== YOUR TASK ==
Please list each line from the rows below that contains the word "road". Case counts, so a line only matches if the letters have the same capitalization.

== GIVEN RECORDS ==
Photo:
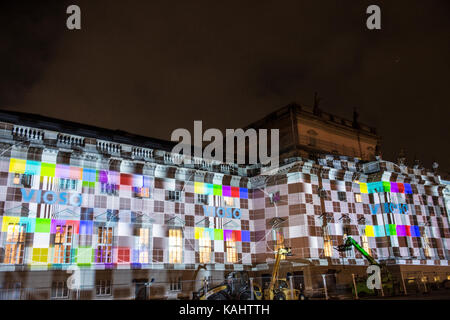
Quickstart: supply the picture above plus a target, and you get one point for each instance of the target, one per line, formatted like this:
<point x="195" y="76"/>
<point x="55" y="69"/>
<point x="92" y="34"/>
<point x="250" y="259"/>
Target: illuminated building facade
<point x="118" y="208"/>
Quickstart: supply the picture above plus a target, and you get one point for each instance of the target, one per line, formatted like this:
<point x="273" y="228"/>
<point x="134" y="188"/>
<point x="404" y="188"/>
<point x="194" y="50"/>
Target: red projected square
<point x="126" y="179"/>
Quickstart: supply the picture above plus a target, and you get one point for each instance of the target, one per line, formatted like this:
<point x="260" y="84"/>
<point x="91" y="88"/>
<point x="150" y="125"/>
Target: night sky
<point x="149" y="67"/>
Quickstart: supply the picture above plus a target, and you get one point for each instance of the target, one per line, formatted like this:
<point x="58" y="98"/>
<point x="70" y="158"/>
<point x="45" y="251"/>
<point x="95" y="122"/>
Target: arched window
<point x="312" y="138"/>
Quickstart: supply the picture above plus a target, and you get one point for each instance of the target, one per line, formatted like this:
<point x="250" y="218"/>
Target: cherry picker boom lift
<point x="389" y="284"/>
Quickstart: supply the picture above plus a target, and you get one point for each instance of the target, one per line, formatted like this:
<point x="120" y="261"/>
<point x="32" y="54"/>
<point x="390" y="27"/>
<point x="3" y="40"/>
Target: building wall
<point x="302" y="201"/>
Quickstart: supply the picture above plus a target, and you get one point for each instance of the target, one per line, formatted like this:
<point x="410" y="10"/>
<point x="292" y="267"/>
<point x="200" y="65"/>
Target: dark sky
<point x="149" y="67"/>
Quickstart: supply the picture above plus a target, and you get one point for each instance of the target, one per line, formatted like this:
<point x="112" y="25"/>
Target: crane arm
<point x="351" y="242"/>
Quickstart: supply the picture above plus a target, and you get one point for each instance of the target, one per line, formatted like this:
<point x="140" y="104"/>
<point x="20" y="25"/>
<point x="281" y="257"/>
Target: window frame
<point x="66" y="244"/>
<point x="17" y="242"/>
<point x="175" y="249"/>
<point x="101" y="245"/>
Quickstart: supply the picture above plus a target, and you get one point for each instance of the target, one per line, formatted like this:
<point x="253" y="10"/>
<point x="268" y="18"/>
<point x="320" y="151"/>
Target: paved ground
<point x="434" y="295"/>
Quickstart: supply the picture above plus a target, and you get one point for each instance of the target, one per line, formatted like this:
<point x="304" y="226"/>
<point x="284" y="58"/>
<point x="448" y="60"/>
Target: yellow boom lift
<point x="278" y="288"/>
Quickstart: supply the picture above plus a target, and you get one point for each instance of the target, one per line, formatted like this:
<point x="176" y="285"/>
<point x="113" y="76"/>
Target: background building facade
<point x="117" y="209"/>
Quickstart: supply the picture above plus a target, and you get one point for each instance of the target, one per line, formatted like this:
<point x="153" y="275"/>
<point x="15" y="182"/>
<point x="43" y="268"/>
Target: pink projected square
<point x="228" y="235"/>
<point x="62" y="171"/>
<point x="113" y="177"/>
<point x="138" y="181"/>
<point x="401" y="231"/>
<point x="76" y="173"/>
<point x="394" y="187"/>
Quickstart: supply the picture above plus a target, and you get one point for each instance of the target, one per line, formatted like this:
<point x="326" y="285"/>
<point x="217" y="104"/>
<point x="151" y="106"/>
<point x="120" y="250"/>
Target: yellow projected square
<point x="369" y="231"/>
<point x="17" y="165"/>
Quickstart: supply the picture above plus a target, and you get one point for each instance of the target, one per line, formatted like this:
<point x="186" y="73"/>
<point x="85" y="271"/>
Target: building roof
<point x="69" y="127"/>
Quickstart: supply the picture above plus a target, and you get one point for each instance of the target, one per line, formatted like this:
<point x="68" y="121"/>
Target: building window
<point x="229" y="201"/>
<point x="205" y="248"/>
<point x="173" y="195"/>
<point x="104" y="245"/>
<point x="15" y="243"/>
<point x="176" y="285"/>
<point x="11" y="291"/>
<point x="231" y="251"/>
<point x="141" y="192"/>
<point x="144" y="245"/>
<point x="26" y="180"/>
<point x="175" y="245"/>
<point x="278" y="238"/>
<point x="426" y="246"/>
<point x="327" y="242"/>
<point x="68" y="184"/>
<point x="63" y="244"/>
<point x="274" y="197"/>
<point x="202" y="199"/>
<point x="342" y="196"/>
<point x="59" y="290"/>
<point x="312" y="138"/>
<point x="103" y="288"/>
<point x="109" y="189"/>
<point x="365" y="244"/>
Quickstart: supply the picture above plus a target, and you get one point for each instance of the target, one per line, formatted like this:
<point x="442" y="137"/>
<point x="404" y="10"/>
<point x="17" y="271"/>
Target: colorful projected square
<point x="198" y="187"/>
<point x="363" y="187"/>
<point x="84" y="256"/>
<point x="103" y="176"/>
<point x="17" y="165"/>
<point x="208" y="233"/>
<point x="217" y="190"/>
<point x="236" y="235"/>
<point x="394" y="187"/>
<point x="379" y="231"/>
<point x="33" y="167"/>
<point x="245" y="236"/>
<point x="48" y="169"/>
<point x="369" y="231"/>
<point x="86" y="227"/>
<point x="392" y="230"/>
<point x="408" y="188"/>
<point x="228" y="235"/>
<point x="198" y="233"/>
<point x="89" y="175"/>
<point x="218" y="234"/>
<point x="401" y="231"/>
<point x="147" y="181"/>
<point x="235" y="192"/>
<point x="62" y="171"/>
<point x="415" y="231"/>
<point x="123" y="255"/>
<point x="408" y="230"/>
<point x="226" y="191"/>
<point x="42" y="225"/>
<point x="40" y="255"/>
<point x="126" y="179"/>
<point x="75" y="173"/>
<point x="209" y="189"/>
<point x="374" y="187"/>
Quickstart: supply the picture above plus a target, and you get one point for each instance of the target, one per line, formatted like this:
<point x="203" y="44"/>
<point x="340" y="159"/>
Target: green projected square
<point x="392" y="230"/>
<point x="218" y="234"/>
<point x="48" y="169"/>
<point x="217" y="191"/>
<point x="42" y="225"/>
<point x="85" y="256"/>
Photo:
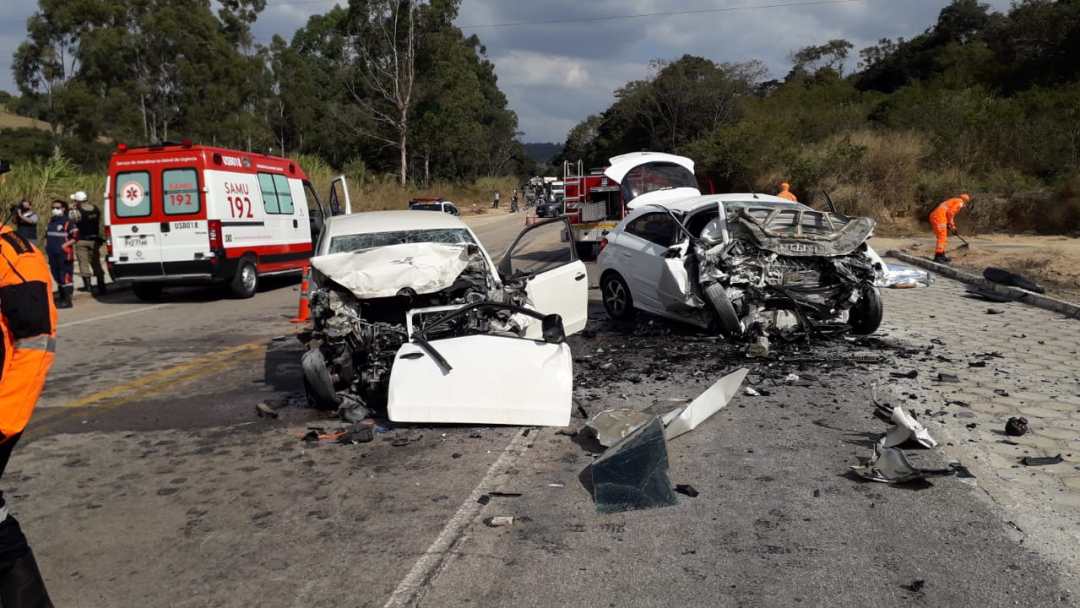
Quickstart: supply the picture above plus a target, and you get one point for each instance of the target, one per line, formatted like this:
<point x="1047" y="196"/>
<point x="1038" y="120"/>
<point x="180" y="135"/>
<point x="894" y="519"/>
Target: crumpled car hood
<point x="842" y="241"/>
<point x="382" y="272"/>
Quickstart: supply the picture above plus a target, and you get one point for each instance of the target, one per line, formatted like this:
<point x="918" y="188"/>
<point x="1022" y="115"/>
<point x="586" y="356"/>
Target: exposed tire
<point x="245" y="281"/>
<point x="726" y="316"/>
<point x="618" y="301"/>
<point x="865" y="316"/>
<point x="147" y="292"/>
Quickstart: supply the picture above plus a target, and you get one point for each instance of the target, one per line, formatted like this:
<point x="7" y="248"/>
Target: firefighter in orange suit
<point x="28" y="326"/>
<point x="785" y="192"/>
<point x="943" y="219"/>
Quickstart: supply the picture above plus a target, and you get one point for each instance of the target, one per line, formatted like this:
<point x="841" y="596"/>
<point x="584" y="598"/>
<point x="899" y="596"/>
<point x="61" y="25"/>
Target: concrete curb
<point x="1053" y="305"/>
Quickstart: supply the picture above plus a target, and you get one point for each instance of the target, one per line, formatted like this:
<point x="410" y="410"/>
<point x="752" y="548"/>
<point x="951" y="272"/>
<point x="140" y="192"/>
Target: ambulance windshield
<point x="370" y="240"/>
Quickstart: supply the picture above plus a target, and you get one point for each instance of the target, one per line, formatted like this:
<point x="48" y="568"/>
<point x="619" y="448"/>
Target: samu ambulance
<point x="178" y="214"/>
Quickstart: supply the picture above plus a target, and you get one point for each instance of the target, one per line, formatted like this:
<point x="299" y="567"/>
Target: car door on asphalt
<point x="642" y="247"/>
<point x="557" y="282"/>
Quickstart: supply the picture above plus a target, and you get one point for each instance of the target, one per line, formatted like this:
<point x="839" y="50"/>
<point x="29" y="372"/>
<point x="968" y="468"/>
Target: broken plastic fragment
<point x="611" y="426"/>
<point x="633" y="473"/>
<point x="706" y="404"/>
<point x="907" y="428"/>
<point x="890" y="465"/>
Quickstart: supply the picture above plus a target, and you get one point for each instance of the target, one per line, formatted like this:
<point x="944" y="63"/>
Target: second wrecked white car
<point x="750" y="266"/>
<point x="409" y="310"/>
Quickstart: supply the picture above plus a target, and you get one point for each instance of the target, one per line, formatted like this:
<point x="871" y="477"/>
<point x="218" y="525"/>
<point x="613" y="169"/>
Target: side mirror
<point x="552" y="329"/>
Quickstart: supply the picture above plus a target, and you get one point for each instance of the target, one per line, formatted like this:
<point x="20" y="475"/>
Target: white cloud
<point x="556" y="75"/>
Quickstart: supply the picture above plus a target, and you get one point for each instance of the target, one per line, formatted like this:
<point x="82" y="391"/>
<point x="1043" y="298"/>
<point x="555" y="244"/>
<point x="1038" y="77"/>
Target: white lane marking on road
<point x="113" y="315"/>
<point x="409" y="591"/>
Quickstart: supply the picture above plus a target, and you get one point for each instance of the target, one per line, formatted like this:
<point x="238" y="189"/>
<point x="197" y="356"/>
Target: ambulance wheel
<point x="147" y="292"/>
<point x="245" y="281"/>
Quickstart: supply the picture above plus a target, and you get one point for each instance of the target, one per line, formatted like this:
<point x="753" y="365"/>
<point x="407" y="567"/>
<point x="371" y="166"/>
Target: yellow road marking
<point x="156" y="381"/>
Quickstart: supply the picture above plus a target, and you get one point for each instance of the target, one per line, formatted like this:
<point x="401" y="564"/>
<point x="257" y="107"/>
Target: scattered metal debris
<point x="1041" y="460"/>
<point x="610" y="426"/>
<point x="890" y="465"/>
<point x="687" y="489"/>
<point x="907" y="428"/>
<point x="706" y="404"/>
<point x="1016" y="427"/>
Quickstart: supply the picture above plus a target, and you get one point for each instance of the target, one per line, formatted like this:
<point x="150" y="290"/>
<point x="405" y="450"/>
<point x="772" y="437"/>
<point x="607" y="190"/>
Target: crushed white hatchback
<point x="410" y="311"/>
<point x="750" y="266"/>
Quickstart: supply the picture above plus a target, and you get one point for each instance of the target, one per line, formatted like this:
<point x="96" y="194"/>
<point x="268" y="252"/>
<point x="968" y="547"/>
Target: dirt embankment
<point x="1054" y="261"/>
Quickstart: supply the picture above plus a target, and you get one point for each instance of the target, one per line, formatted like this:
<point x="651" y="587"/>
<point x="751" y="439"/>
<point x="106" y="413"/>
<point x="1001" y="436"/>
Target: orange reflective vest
<point x="945" y="213"/>
<point x="28" y="327"/>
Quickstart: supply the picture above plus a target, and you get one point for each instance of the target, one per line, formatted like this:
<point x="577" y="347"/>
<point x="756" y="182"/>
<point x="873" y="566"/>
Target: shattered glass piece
<point x="889" y="465"/>
<point x="907" y="428"/>
<point x="633" y="473"/>
<point x="706" y="404"/>
<point x="612" y="424"/>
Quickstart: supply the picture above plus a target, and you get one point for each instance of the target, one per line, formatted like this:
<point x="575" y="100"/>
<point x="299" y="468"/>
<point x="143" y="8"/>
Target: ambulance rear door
<point x="136" y="237"/>
<point x="185" y="243"/>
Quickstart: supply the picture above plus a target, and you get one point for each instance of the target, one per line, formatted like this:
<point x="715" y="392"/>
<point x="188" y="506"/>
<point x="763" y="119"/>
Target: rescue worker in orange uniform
<point x="943" y="219"/>
<point x="28" y="327"/>
<point x="785" y="192"/>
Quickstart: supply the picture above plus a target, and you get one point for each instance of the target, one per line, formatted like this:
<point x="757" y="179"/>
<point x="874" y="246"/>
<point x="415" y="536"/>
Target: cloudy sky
<point x="555" y="73"/>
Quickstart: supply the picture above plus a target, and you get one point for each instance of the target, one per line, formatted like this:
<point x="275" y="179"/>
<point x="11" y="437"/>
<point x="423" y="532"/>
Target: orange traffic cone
<point x="304" y="312"/>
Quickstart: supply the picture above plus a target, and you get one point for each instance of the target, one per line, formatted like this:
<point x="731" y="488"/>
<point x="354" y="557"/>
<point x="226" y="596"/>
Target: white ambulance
<point x="179" y="214"/>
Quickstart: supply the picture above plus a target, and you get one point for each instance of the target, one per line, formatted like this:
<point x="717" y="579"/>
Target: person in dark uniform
<point x="88" y="251"/>
<point x="61" y="238"/>
<point x="26" y="221"/>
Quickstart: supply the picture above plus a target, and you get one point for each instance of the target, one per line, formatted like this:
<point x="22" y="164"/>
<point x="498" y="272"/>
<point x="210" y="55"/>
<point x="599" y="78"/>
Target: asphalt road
<point x="147" y="480"/>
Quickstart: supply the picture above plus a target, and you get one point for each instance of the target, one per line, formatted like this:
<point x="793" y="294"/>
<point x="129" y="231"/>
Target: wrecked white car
<point x="750" y="266"/>
<point x="409" y="311"/>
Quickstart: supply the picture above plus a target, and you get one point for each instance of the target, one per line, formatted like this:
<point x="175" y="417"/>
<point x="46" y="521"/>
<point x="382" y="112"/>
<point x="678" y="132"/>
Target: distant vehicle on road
<point x="178" y="214"/>
<point x="433" y="204"/>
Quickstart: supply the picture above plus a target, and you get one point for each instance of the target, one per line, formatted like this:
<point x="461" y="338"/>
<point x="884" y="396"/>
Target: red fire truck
<point x="593" y="204"/>
<point x="597" y="201"/>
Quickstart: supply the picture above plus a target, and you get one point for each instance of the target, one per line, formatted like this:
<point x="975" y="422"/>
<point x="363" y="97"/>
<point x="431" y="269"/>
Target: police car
<point x="180" y="214"/>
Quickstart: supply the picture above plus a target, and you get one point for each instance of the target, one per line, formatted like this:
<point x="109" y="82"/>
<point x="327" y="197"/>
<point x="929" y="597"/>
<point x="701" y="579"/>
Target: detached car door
<point x="556" y="282"/>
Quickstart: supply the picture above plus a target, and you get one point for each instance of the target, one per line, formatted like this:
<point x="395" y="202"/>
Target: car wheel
<point x="865" y="316"/>
<point x="147" y="292"/>
<point x="727" y="319"/>
<point x="245" y="281"/>
<point x="617" y="299"/>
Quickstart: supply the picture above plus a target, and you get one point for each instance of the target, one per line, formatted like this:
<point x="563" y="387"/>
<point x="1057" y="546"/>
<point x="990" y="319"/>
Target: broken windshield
<point x="345" y="243"/>
<point x="650" y="177"/>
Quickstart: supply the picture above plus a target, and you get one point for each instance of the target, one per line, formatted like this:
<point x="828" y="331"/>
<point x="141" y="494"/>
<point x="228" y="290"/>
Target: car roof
<point x="390" y="220"/>
<point x="697" y="203"/>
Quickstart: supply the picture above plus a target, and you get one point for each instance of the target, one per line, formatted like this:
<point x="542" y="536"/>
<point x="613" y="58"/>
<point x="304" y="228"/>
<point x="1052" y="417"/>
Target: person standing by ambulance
<point x="26" y="221"/>
<point x="61" y="238"/>
<point x="88" y="248"/>
<point x="27" y="346"/>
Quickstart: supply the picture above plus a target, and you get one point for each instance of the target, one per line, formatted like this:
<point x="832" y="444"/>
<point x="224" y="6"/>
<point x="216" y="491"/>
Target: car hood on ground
<point x="424" y="268"/>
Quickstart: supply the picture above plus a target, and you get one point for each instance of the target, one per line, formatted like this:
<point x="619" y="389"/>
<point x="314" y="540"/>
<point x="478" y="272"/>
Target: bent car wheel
<point x="865" y="316"/>
<point x="245" y="281"/>
<point x="617" y="298"/>
<point x="726" y="316"/>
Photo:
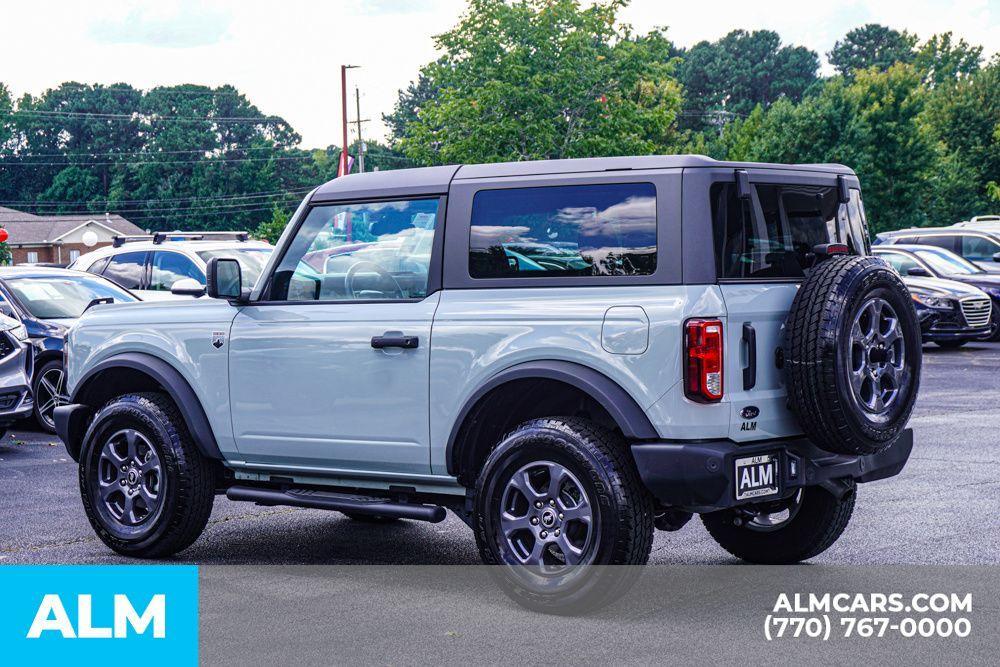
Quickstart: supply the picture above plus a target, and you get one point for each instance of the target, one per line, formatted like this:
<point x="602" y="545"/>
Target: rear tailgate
<point x="754" y="384"/>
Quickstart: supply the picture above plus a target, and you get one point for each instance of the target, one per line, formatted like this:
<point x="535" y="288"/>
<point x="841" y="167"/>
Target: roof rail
<point x="118" y="241"/>
<point x="160" y="237"/>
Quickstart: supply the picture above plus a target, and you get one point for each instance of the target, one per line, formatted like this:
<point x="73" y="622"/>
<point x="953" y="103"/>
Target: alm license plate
<point x="756" y="476"/>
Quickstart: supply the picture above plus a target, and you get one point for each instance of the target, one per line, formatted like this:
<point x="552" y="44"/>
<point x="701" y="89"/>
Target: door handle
<point x="750" y="370"/>
<point x="395" y="339"/>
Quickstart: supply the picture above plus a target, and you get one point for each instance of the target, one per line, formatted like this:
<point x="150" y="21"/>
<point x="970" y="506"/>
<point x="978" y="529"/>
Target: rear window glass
<point x="773" y="235"/>
<point x="577" y="230"/>
<point x="126" y="269"/>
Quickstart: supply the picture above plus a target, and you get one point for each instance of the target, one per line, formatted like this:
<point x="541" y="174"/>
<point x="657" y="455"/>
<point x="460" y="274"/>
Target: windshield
<point x="64" y="297"/>
<point x="252" y="260"/>
<point x="947" y="263"/>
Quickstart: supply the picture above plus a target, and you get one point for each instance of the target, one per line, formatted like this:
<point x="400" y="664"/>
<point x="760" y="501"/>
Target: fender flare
<point x="172" y="382"/>
<point x="624" y="409"/>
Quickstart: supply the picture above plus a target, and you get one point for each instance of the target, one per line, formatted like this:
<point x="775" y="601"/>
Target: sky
<point x="285" y="55"/>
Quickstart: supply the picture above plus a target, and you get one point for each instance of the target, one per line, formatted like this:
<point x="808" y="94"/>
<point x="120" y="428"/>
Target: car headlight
<point x="936" y="302"/>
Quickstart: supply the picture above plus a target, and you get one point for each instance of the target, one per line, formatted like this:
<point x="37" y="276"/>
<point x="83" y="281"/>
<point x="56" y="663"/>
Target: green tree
<point x="535" y="79"/>
<point x="871" y="45"/>
<point x="740" y="71"/>
<point x="942" y="61"/>
<point x="872" y="124"/>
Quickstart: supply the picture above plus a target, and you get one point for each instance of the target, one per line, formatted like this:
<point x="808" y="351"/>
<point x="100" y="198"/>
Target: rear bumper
<point x="698" y="476"/>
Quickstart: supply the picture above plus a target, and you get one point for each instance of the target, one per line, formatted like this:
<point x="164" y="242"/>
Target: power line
<point x="207" y="160"/>
<point x="133" y="202"/>
<point x="140" y="116"/>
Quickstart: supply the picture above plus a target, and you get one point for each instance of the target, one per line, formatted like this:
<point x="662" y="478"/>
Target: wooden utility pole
<point x="361" y="143"/>
<point x="342" y="167"/>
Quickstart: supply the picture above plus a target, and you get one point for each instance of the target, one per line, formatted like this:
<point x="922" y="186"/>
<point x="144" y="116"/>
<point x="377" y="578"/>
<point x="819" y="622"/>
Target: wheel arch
<point x="138" y="371"/>
<point x="479" y="425"/>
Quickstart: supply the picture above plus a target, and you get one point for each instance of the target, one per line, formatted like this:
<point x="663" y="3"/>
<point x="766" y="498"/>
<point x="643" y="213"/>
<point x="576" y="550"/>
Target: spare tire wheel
<point x="852" y="354"/>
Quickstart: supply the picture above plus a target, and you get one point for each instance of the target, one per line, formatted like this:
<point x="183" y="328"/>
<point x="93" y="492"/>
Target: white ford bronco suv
<point x="565" y="354"/>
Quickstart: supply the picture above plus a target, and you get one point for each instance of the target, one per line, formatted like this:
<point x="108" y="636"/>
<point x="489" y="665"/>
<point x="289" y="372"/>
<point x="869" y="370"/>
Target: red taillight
<point x="703" y="348"/>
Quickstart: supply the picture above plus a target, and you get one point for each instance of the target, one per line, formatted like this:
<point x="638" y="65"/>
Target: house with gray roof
<point x="59" y="239"/>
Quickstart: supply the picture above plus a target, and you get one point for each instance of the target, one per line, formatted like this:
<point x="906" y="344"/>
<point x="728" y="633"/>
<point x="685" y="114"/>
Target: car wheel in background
<point x="147" y="490"/>
<point x="49" y="391"/>
<point x="561" y="514"/>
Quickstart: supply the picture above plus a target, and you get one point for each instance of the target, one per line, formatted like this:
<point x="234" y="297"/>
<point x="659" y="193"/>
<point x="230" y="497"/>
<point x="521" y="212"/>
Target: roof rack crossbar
<point x="160" y="237"/>
<point x="119" y="240"/>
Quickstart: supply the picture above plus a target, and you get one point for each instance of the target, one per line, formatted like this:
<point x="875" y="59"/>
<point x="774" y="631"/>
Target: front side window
<point x="947" y="263"/>
<point x="576" y="230"/>
<point x="774" y="235"/>
<point x="369" y="251"/>
<point x="126" y="269"/>
<point x="979" y="248"/>
<point x="900" y="262"/>
<point x="169" y="267"/>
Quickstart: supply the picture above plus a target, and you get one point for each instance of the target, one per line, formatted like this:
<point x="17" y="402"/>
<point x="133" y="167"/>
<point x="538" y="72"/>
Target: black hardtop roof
<point x="435" y="180"/>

== OUTPUT OF THE EXERCISE ==
Target: white lane marking on road
Target: yellow road marking
Target: asphalt road
Target: distant vehicle on road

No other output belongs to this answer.